* START Provided text *

How to Apply: This provision will take effect adding to the definition for tax exempt bonds.
Program: Advanced Energy Investment Credit
Description: This provision establishes a new 30% investment tax credit for facilities engaged in the manufacture of advanced energy property. Credits are available only for projects certified by the Secretary of Treasury, in consultation with the Secretary of Energy, through a competitive bidding process. The Secretary of Treasury must establish a certification program no later than 180 days after date of enactment, and may allocate up to $2.3 billion in credits. Advanced energy property includes technology for the production of renewable energy, energy storage, energy conservation, efficient transmission and distribution of electricity, and carbon capture and sequestration.
How to Apply: Please check www.energy.gov for more information as the Advanced Energy Investment Credit is implemented.
Program: Modify Speed Requirement for High-Speed Rail Exempt Facility Bonds
Description: Under current law, States are allowed to issue private activity bonds for high-speed rail facilities. Under current law, a high-speed rail facility is a facility for the transportation of passengers between metropolitan areas using vehicles that are reasonably expected to operate at speeds in excess of 150 miles per hour between scheduled stops. This provision would allow these bonds to be used to develop rail facilities that are used by trains that are capable of attaining speeds in excess of 150 miles per hour.
How to Apply: This provision adds to the definition of an existing bond. More information can be found at www.treasury.gov.
Program: Tax Credit Bond Option for State and Local Governments (“Build America Bonds”)

* END Provided text *
* START Data listing *

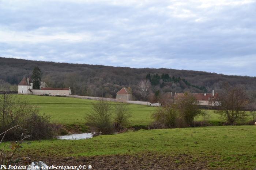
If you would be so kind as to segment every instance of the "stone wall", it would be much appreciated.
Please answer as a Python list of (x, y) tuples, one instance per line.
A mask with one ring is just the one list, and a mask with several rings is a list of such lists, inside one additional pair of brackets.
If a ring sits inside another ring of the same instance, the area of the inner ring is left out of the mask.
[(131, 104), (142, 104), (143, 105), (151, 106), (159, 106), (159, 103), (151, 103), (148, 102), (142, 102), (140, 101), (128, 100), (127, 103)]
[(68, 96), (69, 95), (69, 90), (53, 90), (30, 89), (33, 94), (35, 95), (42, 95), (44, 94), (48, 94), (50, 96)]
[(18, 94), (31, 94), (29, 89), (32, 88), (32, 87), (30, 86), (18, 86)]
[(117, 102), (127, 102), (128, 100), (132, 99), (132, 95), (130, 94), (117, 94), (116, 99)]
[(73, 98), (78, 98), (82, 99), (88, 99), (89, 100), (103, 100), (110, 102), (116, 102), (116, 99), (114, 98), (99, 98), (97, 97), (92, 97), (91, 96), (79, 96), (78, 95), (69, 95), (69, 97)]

* END Data listing *

From the tax provisions text, quote the stretch from "Program: Advanced Energy" through "Credit is implemented.". The lines come from a source unrelated to the tax provisions text.

Program: Advanced Energy Investment Credit
Description: This provision establishes a new 30% investment tax credit for facilities engaged in the manufacture of advanced energy property. Credits are available only for projects certified by the Secretary of Treasury, in consultation with the Secretary of Energy, through a competitive bidding process. The Secretary of Treasury must establish a certification program no later than 180 days after date of enactment, and may allocate up to $2.3 billion in credits. Advanced energy property includes technology for the production of renewable energy, energy storage, energy conservation, efficient transmission and distribution of electricity, and carbon capture and sequestration.
How to Apply: Please check www.energy.gov for more information as the Advanced Energy Investment Credit is implemented.